--- Data shown ---

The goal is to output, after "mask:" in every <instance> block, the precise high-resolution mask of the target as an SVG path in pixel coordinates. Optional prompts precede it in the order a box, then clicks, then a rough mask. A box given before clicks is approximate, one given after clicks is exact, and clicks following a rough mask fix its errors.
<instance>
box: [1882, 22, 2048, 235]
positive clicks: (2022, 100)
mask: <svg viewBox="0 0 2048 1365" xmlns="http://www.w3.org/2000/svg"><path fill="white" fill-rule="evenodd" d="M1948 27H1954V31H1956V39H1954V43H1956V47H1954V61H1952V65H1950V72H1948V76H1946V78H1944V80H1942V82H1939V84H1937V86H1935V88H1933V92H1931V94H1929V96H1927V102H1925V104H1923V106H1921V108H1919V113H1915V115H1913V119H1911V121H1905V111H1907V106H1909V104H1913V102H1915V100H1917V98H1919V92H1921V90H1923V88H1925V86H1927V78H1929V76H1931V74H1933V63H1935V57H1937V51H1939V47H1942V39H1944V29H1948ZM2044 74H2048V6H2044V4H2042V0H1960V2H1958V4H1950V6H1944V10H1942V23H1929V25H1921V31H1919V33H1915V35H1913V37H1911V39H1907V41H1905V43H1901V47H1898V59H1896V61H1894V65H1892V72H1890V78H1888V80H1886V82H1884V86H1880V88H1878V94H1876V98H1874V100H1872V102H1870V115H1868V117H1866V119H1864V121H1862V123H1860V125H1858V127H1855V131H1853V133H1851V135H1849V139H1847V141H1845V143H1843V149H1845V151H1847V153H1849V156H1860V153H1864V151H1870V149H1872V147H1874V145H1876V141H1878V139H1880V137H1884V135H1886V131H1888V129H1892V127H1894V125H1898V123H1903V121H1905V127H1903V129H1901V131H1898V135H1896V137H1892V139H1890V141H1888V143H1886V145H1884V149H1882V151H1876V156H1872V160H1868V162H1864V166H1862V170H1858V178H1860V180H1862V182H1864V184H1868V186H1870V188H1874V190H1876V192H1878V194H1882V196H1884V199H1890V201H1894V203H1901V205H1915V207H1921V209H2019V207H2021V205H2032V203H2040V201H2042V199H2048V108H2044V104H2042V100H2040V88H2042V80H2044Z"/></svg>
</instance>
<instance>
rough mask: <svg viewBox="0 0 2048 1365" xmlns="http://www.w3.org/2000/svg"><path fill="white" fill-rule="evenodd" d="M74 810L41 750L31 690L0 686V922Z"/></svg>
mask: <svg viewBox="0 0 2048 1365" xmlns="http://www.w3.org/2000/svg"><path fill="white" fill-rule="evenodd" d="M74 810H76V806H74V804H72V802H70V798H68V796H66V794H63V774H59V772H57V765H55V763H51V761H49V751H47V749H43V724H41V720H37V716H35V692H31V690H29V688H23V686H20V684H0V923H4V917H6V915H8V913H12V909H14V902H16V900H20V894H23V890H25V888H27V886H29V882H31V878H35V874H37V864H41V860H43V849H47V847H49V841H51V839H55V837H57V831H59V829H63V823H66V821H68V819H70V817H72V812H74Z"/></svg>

---

■ Exercise details
Filter the entries down to the lines holding the string "instance". Copy each of those lines.

■ Answer box
The goal is to output, after "mask:" in every <instance> block, the precise high-resolution mask of the target as an SVG path in pixel coordinates. Optional prompts precede it in the order a box, then clicks, then a rough mask. A box given before clicks is approximate, one given after clicks is exact, and clicks following a rough mask fix its errors.
<instance>
</instance>
<instance>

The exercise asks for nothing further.